Work instructions:
Put the lines of all the entries below into a single numbered list, omitting any blank lines.

--- Begin Data for this exercise ---

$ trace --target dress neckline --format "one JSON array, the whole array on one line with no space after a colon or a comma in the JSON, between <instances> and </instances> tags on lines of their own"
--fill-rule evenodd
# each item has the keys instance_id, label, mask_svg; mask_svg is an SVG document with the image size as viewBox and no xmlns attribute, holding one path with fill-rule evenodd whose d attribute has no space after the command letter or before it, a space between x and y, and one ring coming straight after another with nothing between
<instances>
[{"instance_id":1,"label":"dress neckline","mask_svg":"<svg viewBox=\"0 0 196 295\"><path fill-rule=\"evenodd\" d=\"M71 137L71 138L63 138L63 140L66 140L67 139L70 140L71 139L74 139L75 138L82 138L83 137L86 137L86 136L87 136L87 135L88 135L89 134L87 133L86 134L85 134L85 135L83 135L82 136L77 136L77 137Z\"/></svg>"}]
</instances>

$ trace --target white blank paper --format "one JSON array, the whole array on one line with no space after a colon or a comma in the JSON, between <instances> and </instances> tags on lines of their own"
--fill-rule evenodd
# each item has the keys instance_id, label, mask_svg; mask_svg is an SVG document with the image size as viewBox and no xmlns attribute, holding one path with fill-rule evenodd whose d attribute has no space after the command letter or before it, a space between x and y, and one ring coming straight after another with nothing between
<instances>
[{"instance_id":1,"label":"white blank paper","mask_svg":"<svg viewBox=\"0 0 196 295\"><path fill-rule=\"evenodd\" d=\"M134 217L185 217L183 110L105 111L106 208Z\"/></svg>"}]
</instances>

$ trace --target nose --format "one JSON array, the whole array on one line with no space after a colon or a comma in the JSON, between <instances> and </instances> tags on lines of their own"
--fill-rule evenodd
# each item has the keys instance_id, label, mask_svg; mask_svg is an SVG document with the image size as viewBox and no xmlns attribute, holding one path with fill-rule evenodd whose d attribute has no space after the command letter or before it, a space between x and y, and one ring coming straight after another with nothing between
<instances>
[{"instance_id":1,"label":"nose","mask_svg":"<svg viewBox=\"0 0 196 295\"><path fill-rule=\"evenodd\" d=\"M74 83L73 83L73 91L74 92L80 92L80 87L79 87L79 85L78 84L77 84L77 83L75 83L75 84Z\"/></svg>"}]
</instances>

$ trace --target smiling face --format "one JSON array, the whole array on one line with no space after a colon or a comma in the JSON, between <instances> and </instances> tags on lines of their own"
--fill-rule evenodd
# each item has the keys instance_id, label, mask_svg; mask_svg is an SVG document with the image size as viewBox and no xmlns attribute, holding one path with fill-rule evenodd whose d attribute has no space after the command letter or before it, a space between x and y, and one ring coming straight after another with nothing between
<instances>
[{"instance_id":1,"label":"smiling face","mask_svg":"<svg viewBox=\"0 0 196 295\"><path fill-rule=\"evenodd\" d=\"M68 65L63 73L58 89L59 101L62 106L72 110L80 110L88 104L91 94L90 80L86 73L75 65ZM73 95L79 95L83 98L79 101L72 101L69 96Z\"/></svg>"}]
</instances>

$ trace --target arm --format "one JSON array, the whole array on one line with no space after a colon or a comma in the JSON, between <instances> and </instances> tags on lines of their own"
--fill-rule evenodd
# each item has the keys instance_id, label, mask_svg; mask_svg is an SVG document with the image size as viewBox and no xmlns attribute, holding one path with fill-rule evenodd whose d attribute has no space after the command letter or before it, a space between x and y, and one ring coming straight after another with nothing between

--- End Data for this exercise ---

Expected answer:
1. $ trace --target dress neckline --format "one JSON array, the whole array on one line with no space after a colon or a comma in the JSON, between <instances> and </instances> tags on lines of their own"
2. --fill-rule evenodd
3. # each item has the keys instance_id, label, mask_svg; mask_svg is an SVG document with the image size as viewBox and no xmlns attribute, holding one path with fill-rule evenodd whose d attribute has no space after the command letter or before it, a space between x and y, and one ring coming straight after another with nothing between
4. <instances>
5. [{"instance_id":1,"label":"dress neckline","mask_svg":"<svg viewBox=\"0 0 196 295\"><path fill-rule=\"evenodd\" d=\"M71 137L71 138L63 138L63 140L66 140L67 139L70 140L71 139L74 139L75 138L82 138L83 137L86 137L86 136L87 136L87 135L88 135L89 134L87 133L86 134L85 134L85 135L83 135L82 136L77 136L77 137Z\"/></svg>"}]
6. </instances>
7. $ trace --target white blank paper --format "one JSON array, the whole array on one line with no space after a colon or a comma in the JSON, between <instances> and </instances> tags on lines of their own"
8. --fill-rule evenodd
9. # each item has the keys instance_id, label, mask_svg; mask_svg is an SVG document with the image size as viewBox and no xmlns attribute, holding one path with fill-rule evenodd whose d attribute has no space after the command letter or before it, a space between x and y, and one ring coming straight after another with nothing between
10. <instances>
11. [{"instance_id":1,"label":"white blank paper","mask_svg":"<svg viewBox=\"0 0 196 295\"><path fill-rule=\"evenodd\" d=\"M134 217L185 217L183 110L105 111L106 208Z\"/></svg>"}]
12. </instances>
13. $ trace --target nose --format "one JSON array, the whole array on one line with no space after a colon or a comma in the JSON, between <instances> and </instances> tags on lines of their own"
14. --fill-rule evenodd
15. # each item has the keys instance_id, label, mask_svg; mask_svg is an SVG document with the image size as viewBox and no xmlns attribute, holding one path with fill-rule evenodd whose d attribute has no space after the command letter or before it, a space between x and y, and one ring coming straight after another with nothing between
16. <instances>
17. [{"instance_id":1,"label":"nose","mask_svg":"<svg viewBox=\"0 0 196 295\"><path fill-rule=\"evenodd\" d=\"M74 83L73 83L73 91L74 92L80 92L80 87L79 87L79 85L78 84L77 84L77 83L75 83L75 84Z\"/></svg>"}]
18. </instances>
19. $ trace --target smiling face --format "one JSON array, the whole array on one line with no space after a colon or a comma in the JSON, between <instances> and </instances> tags on lines of their own"
20. --fill-rule evenodd
21. # each item has the keys instance_id, label, mask_svg; mask_svg is an SVG document with the image size as viewBox and no xmlns attribute, holding one path with fill-rule evenodd whose d attribute has no space after the command letter or before it, a space between x and y, and one ring coming straight after another with nothing between
22. <instances>
23. [{"instance_id":1,"label":"smiling face","mask_svg":"<svg viewBox=\"0 0 196 295\"><path fill-rule=\"evenodd\" d=\"M68 65L63 73L58 89L59 101L62 106L72 110L80 110L88 104L91 94L90 80L86 73L75 65ZM73 95L79 95L83 98L79 101L72 101L69 96Z\"/></svg>"}]
24. </instances>
25. $ trace --target arm --format "one JSON array, the whole array on one line with no space after a colon or a comma in the JSON, between <instances> and </instances> tags on lines of their own"
26. --fill-rule evenodd
27. # each item has the keys instance_id, label, mask_svg; mask_svg is an SVG document with the image size as viewBox and no xmlns attribute, holding one path with fill-rule evenodd whose d attribute has no space after the command letter or before it, a space between x and y, and one ring coming straight after another with nothing between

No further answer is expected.